▶ **SELECTED EXCERPT**
# Leo Babies



## higgy (Aug 21, 2008)

Hi all. Ive mated a Mack snow Male to a Normal female. So far ive had 3 fertile eggs hatch and all different morphs! :2thumb: 1 mack Snow, 1 normal and an albino (pink and white) I take it this means both parents carry the albino gene? What other morphs is it possible i could get? Niether geckos were sold as being het anything. Any help is greatly appreciated :notworthy:


----------



## Bradley (Aug 26, 2009)

you could get mack albinos


----------



## Sarah-Jayne (Jul 4, 2007)

can you post pictures of the one you think is albino?

if it is pink and white then it sounds more like a mack snow albino...


----------



## higgy (Aug 21, 2008)

I shall get a picture up as soon as i can. Im useless at genetics and as far as i was aware i was going to get normals and Macksnows so anything else is a bonus


----------



## Sarah-Jayne (Jul 4, 2007)

well its always possible they carry hets 

can tell you better from a picture as will be able to definately identify babies for you


----------



## pigglywiggly (Jul 19, 2008)

if its pink and white stripes is a macksnow albino,
if it yellow and pink stripes its an albino.

and both parents must be het albino :2thumb:


----------



## higgy (Aug 21, 2008)

pigglywiggly said:


> if its pink and white stripes is a macksnow albino,
> if it yellow and pink stripes its an albino.
> 
> and both parents must be het albino :2thumb:


 
Its deffinately pink and white stripes. Phone aint letting me upload a picture :bash:


----------



## pigglywiggly (Jul 19, 2008)

heres mine so you can see the difference


----------



## MrMike (Jun 28, 2008)

Pink and white stripes will be a Snow albino (presumably Mack snow and Tremper albino) at the very least.


----------



## higgy (Aug 21, 2008)

Seems a much brighter pink than those piggly wiggly. But then again its only 2days old 

Hope this link works

http://i143.photobucket.com/albums/r142/pchimp4u/Gecko.jpg


----------



## nuttybabez (Jul 21, 2007)

Dataset entries:
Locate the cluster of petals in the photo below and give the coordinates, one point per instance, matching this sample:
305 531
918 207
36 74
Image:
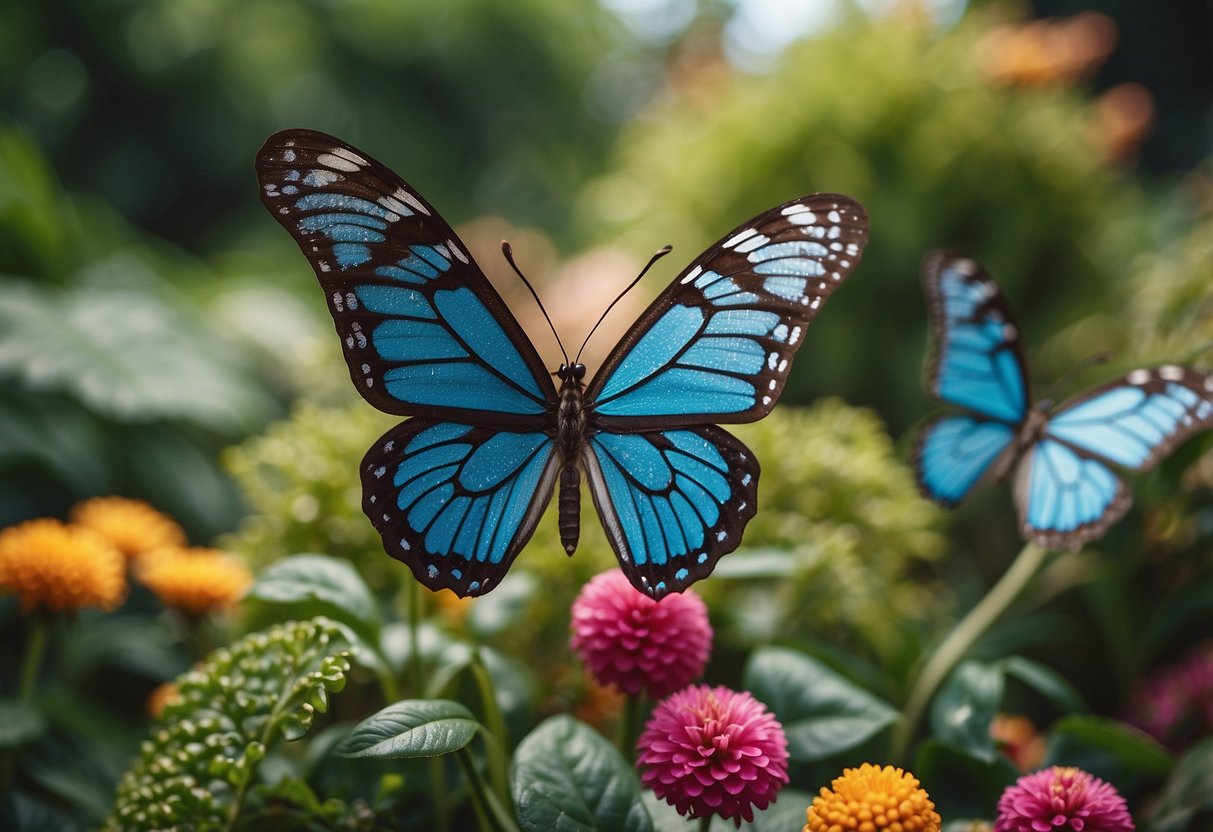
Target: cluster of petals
60 568
1061 799
194 581
132 526
637 644
713 751
873 799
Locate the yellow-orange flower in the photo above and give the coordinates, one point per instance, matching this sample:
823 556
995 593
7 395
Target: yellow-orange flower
194 581
131 525
873 799
57 566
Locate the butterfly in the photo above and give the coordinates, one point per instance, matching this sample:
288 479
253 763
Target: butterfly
1064 460
457 489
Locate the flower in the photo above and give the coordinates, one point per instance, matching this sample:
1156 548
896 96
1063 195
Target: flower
638 644
194 581
60 566
713 751
1065 799
1176 706
873 798
132 526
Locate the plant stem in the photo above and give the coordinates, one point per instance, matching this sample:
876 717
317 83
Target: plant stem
35 650
961 640
495 722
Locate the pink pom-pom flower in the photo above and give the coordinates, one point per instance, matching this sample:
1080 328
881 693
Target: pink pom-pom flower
1061 799
637 644
713 751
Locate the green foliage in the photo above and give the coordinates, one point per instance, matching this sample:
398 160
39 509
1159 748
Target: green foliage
225 717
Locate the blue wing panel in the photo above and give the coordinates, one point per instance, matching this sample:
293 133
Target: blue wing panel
717 345
457 502
1138 420
1065 499
423 331
672 502
954 452
978 363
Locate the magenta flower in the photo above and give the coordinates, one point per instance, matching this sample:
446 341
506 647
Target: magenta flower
1061 799
713 751
638 644
1176 706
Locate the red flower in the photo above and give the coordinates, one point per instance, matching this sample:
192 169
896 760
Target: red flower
638 644
1061 799
712 751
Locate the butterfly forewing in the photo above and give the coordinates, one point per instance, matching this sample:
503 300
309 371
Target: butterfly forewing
718 343
423 330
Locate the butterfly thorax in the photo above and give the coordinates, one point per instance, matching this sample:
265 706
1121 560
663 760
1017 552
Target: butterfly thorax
570 439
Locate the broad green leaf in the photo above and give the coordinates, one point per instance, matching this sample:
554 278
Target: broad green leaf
319 579
823 713
1131 747
1046 682
411 728
567 778
966 705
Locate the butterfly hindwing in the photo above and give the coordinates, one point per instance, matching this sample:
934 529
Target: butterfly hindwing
672 502
456 502
717 345
423 330
977 362
952 454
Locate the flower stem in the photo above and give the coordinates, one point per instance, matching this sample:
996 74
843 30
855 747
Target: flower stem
35 650
962 638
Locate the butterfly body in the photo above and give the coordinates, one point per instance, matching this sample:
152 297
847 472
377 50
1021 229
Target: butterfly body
456 489
1061 460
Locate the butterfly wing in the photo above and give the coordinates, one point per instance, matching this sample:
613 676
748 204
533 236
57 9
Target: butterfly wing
425 332
717 345
977 362
672 502
1065 488
456 502
952 454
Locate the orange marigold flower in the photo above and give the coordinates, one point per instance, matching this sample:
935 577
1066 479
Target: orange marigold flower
130 525
195 580
57 566
873 799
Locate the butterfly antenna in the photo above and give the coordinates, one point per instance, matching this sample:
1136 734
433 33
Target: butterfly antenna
507 250
661 252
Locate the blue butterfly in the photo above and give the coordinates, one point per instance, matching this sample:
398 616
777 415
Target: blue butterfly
457 489
1064 460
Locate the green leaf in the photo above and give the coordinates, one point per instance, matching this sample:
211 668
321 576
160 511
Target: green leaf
411 728
823 713
565 776
1131 747
20 723
964 707
318 579
1046 682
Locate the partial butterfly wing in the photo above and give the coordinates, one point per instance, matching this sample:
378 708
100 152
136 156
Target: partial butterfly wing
717 345
672 490
672 502
1065 488
425 332
456 502
977 363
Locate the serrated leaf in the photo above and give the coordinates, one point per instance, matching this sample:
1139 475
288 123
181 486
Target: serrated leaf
411 728
966 705
823 713
323 580
567 778
1131 747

▶ **EXERCISES**
(a) Rewrite the paragraph in the leopard gecko thread that begins "Hi all. Ive mated" as a short bulleted list, keeping its main facts.
(b) Extend the leopard gecko thread beyond the last post shown.

▶ **ANSWERS TO THE EXERCISES**
(a)
- A Mack Snow male was mated to a Normal female.
- Three fertile eggs have hatched so far, each a different morph: one Mack Snow, one normal and one albino (pink and white).
- The poster asks whether this means both parents carry the albino gene and which other morphs could result.
- Neither gecko was sold as het anything.
- The poster asks for help.

(b)
Thats definately a mack snow tremper albino. So both parents must be het tremper albino. Congrats!!


----------



## x_plum_x (Aug 23, 2010)

Congratulations on your beautiful new babies!


----------



## higgy (Aug 21, 2008)

nuttybabez said:


> Thats definately a mack snow tremper albino. So both parents must be het tremper albino. Congrats!!


Thanks for ID of the baby for. They are actually my 13 yr old sisters geckos so i shall tell her the good news. The normal looking baby has suddenly changed over night and looks more like a mack snow and the yellow on it has all but gone. Is this normal? Its about 8wk old but was a very very slow feeder and was close to death i had to hand feed it for a good 6wk but its doing great now which is great and its such a cute little sod :flrt:


----------



## pigglywiggly (Jul 19, 2008)

if it hatched with yellow stripes it shouldnt have paled out to look like a mack.
odd, maybe its a very pale normal?


----------



## higgy (Aug 21, 2008)

pigglywiggly said:


> if it hatched with yellow stripes it shouldnt have paled out to look like a mack.
> odd, maybe its a very pale normal?


Ill try and get an upto date picture. It deffinately came out yellow and black but the yellows had faded a lot.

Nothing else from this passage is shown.